Add -18 to every coordinate in the answer points, then write out all the rows starting at the line that contains "Task: point out the soccer player in red" and ending at the line that contains "[[359, 216]]", requests included.
------ Extracted material
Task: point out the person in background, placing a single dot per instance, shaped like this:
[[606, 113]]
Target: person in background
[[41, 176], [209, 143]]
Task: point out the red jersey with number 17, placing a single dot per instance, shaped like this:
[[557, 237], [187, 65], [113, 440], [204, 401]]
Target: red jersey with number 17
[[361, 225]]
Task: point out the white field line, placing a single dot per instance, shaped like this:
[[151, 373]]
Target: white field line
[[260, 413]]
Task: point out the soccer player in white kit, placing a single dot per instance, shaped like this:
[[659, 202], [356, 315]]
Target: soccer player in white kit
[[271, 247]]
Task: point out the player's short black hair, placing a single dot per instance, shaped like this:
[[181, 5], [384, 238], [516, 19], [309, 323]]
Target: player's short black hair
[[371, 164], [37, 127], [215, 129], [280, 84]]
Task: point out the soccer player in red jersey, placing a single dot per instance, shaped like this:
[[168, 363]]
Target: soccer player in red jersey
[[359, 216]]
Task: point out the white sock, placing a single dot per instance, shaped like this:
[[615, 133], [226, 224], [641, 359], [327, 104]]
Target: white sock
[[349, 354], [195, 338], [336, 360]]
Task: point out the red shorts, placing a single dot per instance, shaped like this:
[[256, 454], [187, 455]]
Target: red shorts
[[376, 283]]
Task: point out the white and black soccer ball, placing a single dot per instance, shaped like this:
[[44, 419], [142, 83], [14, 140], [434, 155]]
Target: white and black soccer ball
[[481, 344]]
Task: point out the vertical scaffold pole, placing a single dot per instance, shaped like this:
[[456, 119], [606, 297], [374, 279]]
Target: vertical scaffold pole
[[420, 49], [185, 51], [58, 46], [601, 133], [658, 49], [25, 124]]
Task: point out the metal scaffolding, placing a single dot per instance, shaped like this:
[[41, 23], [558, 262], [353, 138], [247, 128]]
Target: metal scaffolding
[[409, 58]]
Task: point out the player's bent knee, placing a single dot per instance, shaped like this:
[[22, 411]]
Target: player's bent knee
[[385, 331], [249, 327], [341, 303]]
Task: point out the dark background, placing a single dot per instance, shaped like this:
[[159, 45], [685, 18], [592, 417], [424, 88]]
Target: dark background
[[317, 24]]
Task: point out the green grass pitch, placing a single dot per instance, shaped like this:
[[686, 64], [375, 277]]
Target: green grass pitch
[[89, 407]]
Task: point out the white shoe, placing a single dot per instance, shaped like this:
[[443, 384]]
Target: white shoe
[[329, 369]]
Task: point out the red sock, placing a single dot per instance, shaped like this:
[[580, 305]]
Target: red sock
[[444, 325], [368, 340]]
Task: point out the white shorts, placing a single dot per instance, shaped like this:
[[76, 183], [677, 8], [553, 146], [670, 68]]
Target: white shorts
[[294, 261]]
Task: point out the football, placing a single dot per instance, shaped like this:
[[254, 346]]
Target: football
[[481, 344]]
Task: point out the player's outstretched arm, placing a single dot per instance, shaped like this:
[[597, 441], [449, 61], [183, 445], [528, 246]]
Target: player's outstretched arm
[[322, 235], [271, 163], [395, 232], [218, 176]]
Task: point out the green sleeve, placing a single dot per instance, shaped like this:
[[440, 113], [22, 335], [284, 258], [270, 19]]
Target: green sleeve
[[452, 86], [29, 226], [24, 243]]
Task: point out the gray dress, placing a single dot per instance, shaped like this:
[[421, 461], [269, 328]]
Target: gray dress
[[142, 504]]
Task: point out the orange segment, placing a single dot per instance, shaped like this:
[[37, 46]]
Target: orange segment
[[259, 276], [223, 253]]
------------
Solved problem:
Task: point out the soccer player in red jersey, placing a single dot per instance, shaped like this:
[[168, 363]]
Target: soccer player in red jersey
[[341, 198]]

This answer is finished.